▸ **WRITTEN INSTRUCTION**:
Output every entry exactly as written, but omit the pictures.

Region labeling entries:
···

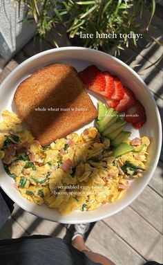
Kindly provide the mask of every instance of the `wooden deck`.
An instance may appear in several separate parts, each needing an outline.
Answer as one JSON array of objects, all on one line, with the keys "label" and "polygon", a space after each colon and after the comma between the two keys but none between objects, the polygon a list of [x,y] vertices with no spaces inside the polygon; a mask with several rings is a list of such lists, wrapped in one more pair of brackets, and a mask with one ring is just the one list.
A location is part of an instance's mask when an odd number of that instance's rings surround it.
[{"label": "wooden deck", "polygon": [[[154,18],[153,36],[160,39],[162,12],[158,8]],[[63,43],[60,39],[61,46]],[[70,45],[66,41],[66,45]],[[43,50],[54,48],[50,38],[43,42]],[[38,38],[32,39],[6,66],[1,66],[0,82],[21,62],[39,52]],[[154,95],[162,113],[162,66],[153,66],[162,53],[155,44],[148,46],[142,40],[142,47],[131,47],[119,57],[144,80]],[[1,68],[1,60],[0,60]],[[114,215],[93,224],[86,239],[88,247],[110,258],[117,265],[142,265],[146,261],[163,262],[162,257],[162,152],[149,184],[128,207]],[[49,235],[70,240],[73,226],[62,225],[37,218],[15,205],[12,217],[0,230],[0,239],[16,238],[30,235]]]}]

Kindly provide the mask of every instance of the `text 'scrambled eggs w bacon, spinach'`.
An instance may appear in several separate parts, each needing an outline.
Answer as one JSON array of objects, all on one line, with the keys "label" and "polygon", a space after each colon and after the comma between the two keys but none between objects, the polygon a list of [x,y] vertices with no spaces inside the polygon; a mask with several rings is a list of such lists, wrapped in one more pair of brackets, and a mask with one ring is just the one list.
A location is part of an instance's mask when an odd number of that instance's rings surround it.
[{"label": "text 'scrambled eggs w bacon, spinach'", "polygon": [[[102,80],[103,76],[97,69],[96,71]],[[39,75],[40,73],[44,75],[44,69],[39,73]],[[79,82],[79,86],[83,86],[83,89],[85,89],[84,85],[81,85],[82,81],[79,78],[79,81],[76,77],[77,72],[73,70],[73,73],[76,84]],[[82,79],[83,73],[82,75],[82,75]],[[110,93],[109,96],[111,97],[113,91],[115,95],[116,93],[114,92],[114,86],[112,86],[112,76],[106,73],[108,86],[106,89],[108,92],[103,89],[103,93]],[[35,74],[32,75],[36,78]],[[35,82],[35,88],[39,89],[35,78],[32,80],[33,84]],[[96,80],[96,77],[93,78],[91,80],[94,80],[91,81],[92,84]],[[52,78],[50,82],[51,83],[47,87],[51,87],[52,83],[54,86],[56,82]],[[72,80],[70,79],[70,82]],[[117,86],[116,83],[115,87]],[[57,83],[57,89],[59,87]],[[83,102],[86,97],[85,91],[84,95],[81,92]],[[51,89],[50,93],[55,96],[53,92]],[[21,90],[19,93],[20,96]],[[128,98],[128,91],[125,91],[124,98]],[[89,97],[88,98],[90,100]],[[123,98],[119,100],[119,104],[122,100]],[[124,100],[128,101],[128,100]],[[51,107],[57,107],[56,101],[55,106],[52,106],[52,99],[49,102]],[[33,107],[35,107],[35,99],[32,102]],[[137,102],[135,100],[133,106]],[[72,101],[70,101],[70,105],[72,106]],[[96,116],[97,111],[92,107],[92,103],[87,104],[91,106],[93,116]],[[90,127],[88,125],[88,128],[81,135],[74,132],[73,129],[66,136],[65,131],[63,131],[62,136],[60,135],[59,138],[51,140],[48,145],[41,145],[37,137],[38,131],[35,135],[33,133],[36,130],[32,130],[32,134],[30,130],[23,129],[22,122],[26,121],[26,117],[23,120],[21,115],[18,116],[8,110],[2,112],[3,120],[0,123],[0,158],[6,172],[15,179],[14,185],[23,197],[39,205],[45,203],[50,208],[58,209],[62,214],[69,214],[74,210],[90,211],[106,203],[119,200],[125,194],[126,189],[130,188],[131,181],[142,176],[146,170],[149,139],[145,136],[130,140],[131,132],[124,130],[126,121],[120,118],[118,109],[107,108],[100,101],[98,105],[98,117],[94,127]],[[50,106],[47,104],[46,107]],[[19,108],[21,112],[22,107],[19,106]],[[26,108],[28,109],[28,106]],[[41,125],[38,115],[35,116],[37,123],[34,117],[33,127],[35,122],[37,126]],[[41,112],[39,115],[41,115]],[[67,120],[66,115],[62,112],[59,117],[57,116],[59,122],[62,116],[64,122]],[[28,118],[31,127],[32,120],[29,113]],[[92,117],[93,118],[95,117]],[[84,115],[82,119],[84,124],[88,122],[88,117],[86,122]],[[90,116],[88,119],[91,119]],[[62,125],[63,129],[64,127],[64,123]],[[52,134],[55,130],[55,127],[52,126],[49,130],[50,138],[46,135],[47,131],[43,131],[43,135],[44,134],[48,140],[53,137]],[[41,134],[39,134],[39,138],[41,142],[46,141]]]}]

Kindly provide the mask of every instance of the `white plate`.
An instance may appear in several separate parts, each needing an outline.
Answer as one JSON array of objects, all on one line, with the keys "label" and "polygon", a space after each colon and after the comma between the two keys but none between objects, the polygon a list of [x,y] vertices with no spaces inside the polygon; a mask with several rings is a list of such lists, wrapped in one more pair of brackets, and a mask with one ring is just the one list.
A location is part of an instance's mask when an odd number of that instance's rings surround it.
[{"label": "white plate", "polygon": [[[64,47],[55,48],[37,54],[28,59],[14,69],[0,86],[0,112],[3,109],[16,112],[13,103],[13,95],[18,84],[32,72],[43,66],[56,62],[70,64],[77,71],[83,70],[90,64],[95,64],[101,70],[108,71],[118,76],[122,84],[131,89],[146,109],[147,122],[140,130],[132,131],[131,138],[135,136],[148,136],[151,144],[148,149],[148,170],[144,176],[136,180],[128,189],[126,196],[120,201],[108,203],[90,212],[74,212],[67,216],[61,216],[59,212],[45,205],[37,205],[21,197],[13,187],[14,180],[7,175],[2,163],[0,164],[0,185],[5,192],[20,207],[41,218],[64,223],[93,222],[115,214],[131,203],[143,191],[149,182],[157,166],[161,145],[162,125],[159,111],[148,89],[138,76],[126,64],[104,53],[82,47]],[[93,102],[97,101],[91,95]],[[79,131],[83,131],[80,129]]]}]

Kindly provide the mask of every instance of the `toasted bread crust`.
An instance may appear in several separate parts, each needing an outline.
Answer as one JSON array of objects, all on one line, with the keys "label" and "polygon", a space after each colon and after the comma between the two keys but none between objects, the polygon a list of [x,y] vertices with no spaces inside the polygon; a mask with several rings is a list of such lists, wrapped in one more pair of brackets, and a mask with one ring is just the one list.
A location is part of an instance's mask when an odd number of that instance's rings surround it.
[{"label": "toasted bread crust", "polygon": [[[64,64],[41,68],[24,80],[16,90],[14,102],[20,118],[41,145],[66,136],[97,116],[77,71]],[[37,111],[39,107],[46,110]],[[53,111],[48,110],[51,107]],[[76,108],[87,111],[72,110]]]}]

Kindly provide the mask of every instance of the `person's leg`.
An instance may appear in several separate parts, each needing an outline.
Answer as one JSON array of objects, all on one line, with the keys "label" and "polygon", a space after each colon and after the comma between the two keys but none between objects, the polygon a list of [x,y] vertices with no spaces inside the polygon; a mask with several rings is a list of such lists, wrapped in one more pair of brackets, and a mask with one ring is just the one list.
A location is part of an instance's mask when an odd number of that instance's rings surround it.
[{"label": "person's leg", "polygon": [[101,254],[95,253],[89,250],[86,246],[84,237],[88,231],[89,224],[75,225],[76,230],[75,235],[72,238],[72,245],[78,250],[83,252],[90,260],[94,262],[101,263],[102,265],[115,265],[110,259]]}]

···

▸ **SOLUTION FOR THIS EXERCISE**:
Kindly provide the mask of every instance of the `wooden deck`.
An instance may appear in several separate parts, each needing an outline.
Answer as one JSON array of objects, all on one line, with the keys "label" and "polygon", a space after each colon and after the comma between the two keys but none between objects, the polygon a list of [x,y] vertices with no spaces inside the polygon; a mask with several rings is a list of such lists, wrapped in one more pair of brackets, and a mask with one ring is just the one list.
A location is part of an instance's mask when an odd number of that instance's rings surround it.
[{"label": "wooden deck", "polygon": [[[154,18],[153,36],[160,39],[162,12],[158,8]],[[63,43],[60,39],[61,46]],[[70,45],[66,41],[66,45]],[[43,50],[54,48],[50,38],[43,42]],[[38,38],[32,39],[6,66],[1,66],[0,82],[21,62],[39,52]],[[154,95],[162,113],[162,66],[153,66],[162,53],[155,44],[148,46],[142,40],[142,47],[131,47],[119,57],[144,80]],[[1,68],[1,60],[0,60]],[[114,215],[93,224],[86,239],[88,247],[110,258],[117,265],[142,265],[146,261],[163,262],[162,257],[162,152],[149,184],[128,207]],[[49,235],[70,240],[73,226],[62,225],[37,218],[15,205],[12,217],[0,230],[0,239],[16,238],[30,235]]]}]

Kindly provide the mask of every instance of the `text 'scrambled eggs w bacon, spinach'`.
An instance may appear in several separate parts, each needing an outline.
Answer as one JSON array of objects, all on one line, with the keys "label" and "polygon", a space after each colon and after the comma between the two keys but none between objects, the polygon a list of [x,y] vertices with no spaces inside the polygon; a mask with several rings is a list of such lists, wrapped in one more pair of brackets, and a mask with one ring is just the one list.
A location is part of an instance's mask when an odd number of that instance's rings surround it.
[{"label": "text 'scrambled eggs w bacon, spinach'", "polygon": [[[102,80],[103,76],[97,69],[96,71]],[[39,75],[40,73],[44,75],[44,69],[39,73]],[[79,82],[79,86],[83,86],[83,89],[85,89],[84,85],[81,85],[82,81],[79,78],[79,81],[76,77],[77,72],[73,70],[73,73],[76,84]],[[82,79],[83,73],[82,75],[82,75]],[[110,93],[109,96],[111,97],[113,91],[115,95],[116,93],[114,92],[114,86],[112,86],[112,76],[106,73],[108,86],[106,89],[108,92],[103,89],[103,93]],[[35,74],[32,75],[36,78]],[[35,82],[35,88],[39,89],[35,78],[32,80],[33,84]],[[96,80],[96,77],[93,78],[91,80],[94,80],[91,81],[92,84]],[[52,78],[50,82],[51,83],[47,87],[51,87],[52,83],[54,86],[56,82]],[[72,80],[70,79],[70,82]],[[117,86],[116,83],[115,87]],[[57,83],[57,89],[59,87]],[[83,102],[86,97],[85,91],[84,95],[81,92]],[[51,89],[50,93],[55,96],[53,92]],[[21,90],[19,93],[20,96]],[[128,98],[128,91],[125,91],[124,98]],[[89,97],[88,98],[90,100]],[[123,98],[119,100],[119,104],[122,100]],[[124,100],[128,101],[128,100]],[[51,107],[57,107],[56,101],[55,106],[52,106],[52,99],[49,102]],[[33,107],[35,107],[35,99],[32,102]],[[137,102],[135,100],[133,106]],[[72,101],[70,101],[70,105],[72,106]],[[96,116],[97,111],[92,107],[92,103],[87,104],[91,106],[93,116]],[[90,127],[88,125],[88,128],[81,135],[74,132],[73,129],[66,136],[65,131],[63,131],[62,136],[60,135],[59,138],[51,140],[48,145],[41,145],[37,137],[38,131],[35,135],[33,133],[36,130],[32,130],[32,134],[30,130],[23,129],[22,122],[26,121],[26,117],[23,120],[21,115],[18,116],[8,110],[2,112],[3,120],[0,123],[0,158],[6,172],[15,179],[14,185],[23,197],[39,205],[45,203],[50,208],[58,209],[62,214],[69,214],[74,210],[90,211],[106,203],[119,200],[125,194],[126,189],[130,188],[131,181],[142,176],[146,170],[149,139],[145,136],[130,140],[131,132],[124,130],[126,121],[120,118],[118,109],[107,108],[100,101],[98,105],[98,117],[94,127]],[[50,106],[47,104],[46,107]],[[19,108],[21,112],[22,107],[19,106]],[[26,108],[28,109],[28,106]],[[41,125],[38,115],[35,116],[37,123],[34,117],[33,127],[35,122],[37,126]],[[41,112],[39,115],[41,115]],[[67,120],[66,115],[62,112],[59,117],[57,116],[59,122],[62,116],[64,122]],[[28,118],[31,127],[32,120],[29,113]],[[92,117],[93,118],[95,117]],[[84,115],[82,119],[84,124],[88,122],[88,117],[86,122]],[[90,116],[88,119],[91,119]],[[62,125],[63,129],[64,127],[64,123]],[[52,134],[55,130],[55,127],[52,126],[49,130],[50,138],[46,135],[47,131],[43,131],[43,135],[44,134],[48,140],[53,137]],[[41,134],[39,134],[39,138],[41,142],[46,141]]]}]

Kindly provide the mask of every instance of the `white plate`.
An instance may appear in several separate parts, each needing an outline.
Answer as one JSON array of objects, all on one line, with the keys "label" and "polygon", a space after each colon and after the comma between the two keys but none between objects, the polygon a list of [x,y] vertices with no spaces inside the polygon; a mask with several rings is a list of such lists, wrapped in one more pair of brackets, and a mask with one ring is just the one list.
A location is part of an instance's mask when an odd number of that instance's rings surround it.
[{"label": "white plate", "polygon": [[[64,47],[55,48],[37,54],[28,59],[14,69],[0,86],[0,112],[3,109],[16,112],[13,103],[13,95],[18,84],[32,72],[43,66],[56,62],[70,64],[77,71],[83,70],[90,64],[95,64],[101,70],[108,71],[118,76],[122,84],[131,89],[146,109],[147,122],[140,130],[132,131],[131,138],[135,136],[148,136],[151,144],[148,149],[148,170],[144,176],[136,180],[128,189],[126,196],[120,201],[108,203],[90,212],[74,212],[67,216],[61,216],[59,212],[45,205],[37,205],[21,197],[13,187],[14,180],[7,175],[2,163],[0,164],[0,185],[5,192],[20,207],[41,218],[64,223],[93,222],[115,214],[131,203],[143,191],[149,182],[157,166],[161,145],[162,125],[159,111],[148,89],[138,76],[126,64],[104,53],[82,47]],[[93,102],[97,101],[91,95]],[[79,131],[83,131],[80,129]]]}]

Kindly provide the mask of every instance of the `toasted bread crust`.
An instance may appear in several separate parts, each needing an outline.
Answer as one JSON array of objects, all on one line, with the keys "label" and "polygon", a space after each colon and after the comma between the two keys but none between objects, the polygon a list of [x,y] vertices with no spaces inside the polygon; a mask with several rings is a list of such lists, wrapped in one more pair of brackets, and a mask with one ring is just the one list.
A location is part of an instance's mask when an odd number of that instance's rings surround it.
[{"label": "toasted bread crust", "polygon": [[[64,64],[41,68],[24,80],[16,90],[14,102],[20,118],[41,145],[66,136],[97,116],[77,71]],[[37,111],[39,107],[46,110]],[[53,111],[48,110],[51,107]],[[76,108],[87,111],[72,110]]]}]

Kindly provide the mask of every instance of the `person's leg`.
An instance may appear in several separate parts, each needing an outline.
Answer as one JSON array of objects, all on one line, with the keys "label" and "polygon", a space after each colon and after the comma between the two keys but none between objects, the polygon a list of [x,y] vertices with no spaces inside the polygon; a mask with several rings is a list of such lists, wrapped in one more pair of brackets, and a mask with one ring is just the one list.
A location is part of an instance's mask when an odd number of that instance's rings surround it.
[{"label": "person's leg", "polygon": [[101,254],[95,253],[89,250],[86,246],[84,237],[88,231],[89,224],[75,225],[76,230],[75,235],[72,238],[72,245],[78,250],[83,252],[90,260],[94,262],[101,263],[102,265],[115,265],[110,259]]}]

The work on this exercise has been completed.